**ИСХОДНЫЙ ФРАГМЕНТ**
2. Ваза без глаз, но с носом и ртом; в ушах – четыре отверстия, украшенные бронзовыми кольцами; бронзовая цепочка, прикрепленная к ушам, свисает до груди.
3. Ваза с носом и ртом, но без глаз; уши с двумя отверстиями; серьги из бронзы с янтарными бусами. В этой вазе была найдена железная брошь.
4. Ваза с ушами без отверстия; глаза, длинный нос, рот и борода; пояс показан точками.
5. Урна с носом, глазами и ртом с зубами; уши с шестью отверстиями; каждое украшено бронзовым кольцом, на котором множество маленьких колечек из того же металла.
6. Урна без глаз и рта, но с заостренным носом; два уха, каждое с четырьмя отверстиями, которые украшены железными кольцами.
7. Очень грубая урна с глазами и носом, но без рта; уши без отверстий.
8. Урна с глазами, носом и ртом; но уши без отверстий.
9. Урна с глазами, ртом и носом; уши с тремя отверстиями.
10. Урна с носом и глазами; рта нет; вокруг вазы прикреплено железное кольцо.

**ЗАДАНИЕ 1**
Воспроизведите исходный фрагмент об урнах целиком, без единого изменения.
**ЗАДАНИЕ 2**
Представьте строки записей в виде таблицы Markdown со столбцами «№» и «Строка», пропустив пустые строки. Начните с первой строки записей и остановитесь после строки, содержащей "top-left (0, 0), bottom-right (780, 169)", включив обе границы и не выводя ничего сверх этого диапазона.

**ДАННЫЕ УПРАЖНЕНИЯ**
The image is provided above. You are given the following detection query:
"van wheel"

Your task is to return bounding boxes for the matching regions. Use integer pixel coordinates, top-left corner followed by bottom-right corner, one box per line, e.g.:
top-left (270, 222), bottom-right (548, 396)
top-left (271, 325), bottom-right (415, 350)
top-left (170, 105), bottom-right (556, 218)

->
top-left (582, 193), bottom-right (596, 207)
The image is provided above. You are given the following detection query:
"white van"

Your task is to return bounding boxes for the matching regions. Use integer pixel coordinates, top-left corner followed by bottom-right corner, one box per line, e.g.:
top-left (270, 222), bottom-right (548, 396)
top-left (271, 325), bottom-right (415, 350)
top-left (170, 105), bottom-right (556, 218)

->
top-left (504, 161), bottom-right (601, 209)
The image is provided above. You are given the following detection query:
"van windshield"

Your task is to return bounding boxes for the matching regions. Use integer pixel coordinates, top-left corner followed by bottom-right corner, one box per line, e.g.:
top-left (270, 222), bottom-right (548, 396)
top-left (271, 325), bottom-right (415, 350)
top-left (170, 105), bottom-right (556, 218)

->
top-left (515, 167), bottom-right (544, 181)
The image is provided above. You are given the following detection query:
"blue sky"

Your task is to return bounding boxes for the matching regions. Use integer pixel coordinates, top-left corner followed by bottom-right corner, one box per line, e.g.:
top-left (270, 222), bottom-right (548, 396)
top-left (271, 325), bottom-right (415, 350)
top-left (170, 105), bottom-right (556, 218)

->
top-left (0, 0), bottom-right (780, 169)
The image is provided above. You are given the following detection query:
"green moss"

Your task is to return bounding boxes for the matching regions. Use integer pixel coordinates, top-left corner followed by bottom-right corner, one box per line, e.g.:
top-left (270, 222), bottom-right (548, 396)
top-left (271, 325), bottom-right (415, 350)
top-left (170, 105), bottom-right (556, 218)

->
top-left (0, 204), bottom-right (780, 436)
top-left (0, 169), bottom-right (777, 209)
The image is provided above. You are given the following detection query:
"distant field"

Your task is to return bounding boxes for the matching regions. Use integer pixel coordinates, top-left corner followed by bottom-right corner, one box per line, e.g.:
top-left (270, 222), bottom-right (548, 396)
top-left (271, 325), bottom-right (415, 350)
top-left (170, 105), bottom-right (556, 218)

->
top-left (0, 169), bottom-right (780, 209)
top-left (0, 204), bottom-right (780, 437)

**ПОЛНЫЙ ОТВЕТ 1**
2. Ваза без глаз, но с носом и ртом; в ушах – четыре отверстия, украшенные бронзовыми кольцами; бронзовая цепочка, прикрепленная к ушам, свисает до груди.
3. Ваза с носом и ртом, но без глаз; уши с двумя отверстиями; серьги из бронзы с янтарными бусами. В этой вазе была найдена железная брошь.
4. Ваза с ушами без отверстия; глаза, длинный нос, рот и борода; пояс показан точками.
5. Урна с носом, глазами и ртом с зубами; уши с шестью отверстиями; каждое украшено бронзовым кольцом, на котором множество маленьких колечек из того же металла.
6. Урна без глаз и рта, но с заостренным носом; два уха, каждое с четырьмя отверстиями, которые украшены железными кольцами.
7. Очень грубая урна с глазами и носом, но без рта; уши без отверстий.
8. Урна с глазами, носом и ртом; но уши без отверстий.
9. Урна с глазами, ртом и носом; уши с тремя отверстиями.
10. Урна с носом и глазами; рта нет; вокруг вазы прикреплено железное кольцо.

**ПОЛНЫЙ ОТВЕТ 2**
| № | Строка |
|---|---|
| 1 | The image is provided above. You are given the following detection query: |
| 2 | "van wheel" |
| 3 | Your task is to return bounding boxes for the matching regions. Use integer pixel coordinates, top-left corner followed by bottom-right corner, one box per line, e.g.: |
| 4 | top-left (270, 222), bottom-right (548, 396) |
| 5 | top-left (271, 325), bottom-right (415, 350) |
| 6 | top-left (170, 105), bottom-right (556, 218) |
| 7 | -> |
| 8 | top-left (582, 193), bottom-right (596, 207) |
| 9 | The image is provided above. You are given the following detection query: |
| 10 | "white van" |
| 11 | Your task is to return bounding boxes for the matching regions. Use integer pixel coordinates, top-left corner followed by bottom-right corner, one box per line, e.g.: |
| 12 | top-left (270, 222), bottom-right (548, 396) |
| 13 | top-left (271, 325), bottom-right (415, 350) |
| 14 | top-left (170, 105), bottom-right (556, 218) |
| 15 | -> |
| 16 | top-left (504, 161), bottom-right (601, 209) |
| 17 | The image is provided above. You are given the following detection query: |
| 18 | "van windshield" |
| 19 | Your task is to return bounding boxes for the matching regions. Use integer pixel coordinates, top-left corner followed by bottom-right corner, one box per line, e.g.: |
| 20 | top-left (270, 222), bottom-right (548, 396) |
| 21 | top-left (271, 325), bottom-right (415, 350) |
| 22 | top-left (170, 105), bottom-right (556, 218) |
| 23 | -> |
| 24 | top-left (515, 167), bottom-right (544, 181) |
| 25 | The image is provided above. You are given the following detection query: |
| 26 | "blue sky" |
| 27 | Your task is to return bounding boxes for the matching regions. Use integer pixel coordinates, top-left corner followed by bottom-right corner, one box per line, e.g.: |
| 28 | top-left (270, 222), bottom-right (548, 396) |
| 29 | top-left (271, 325), bottom-right (415, 350) |
| 30 | top-left (170, 105), bottom-right (556, 218) |
| 31 | -> |
| 32 | top-left (0, 0), bottom-right (780, 169) |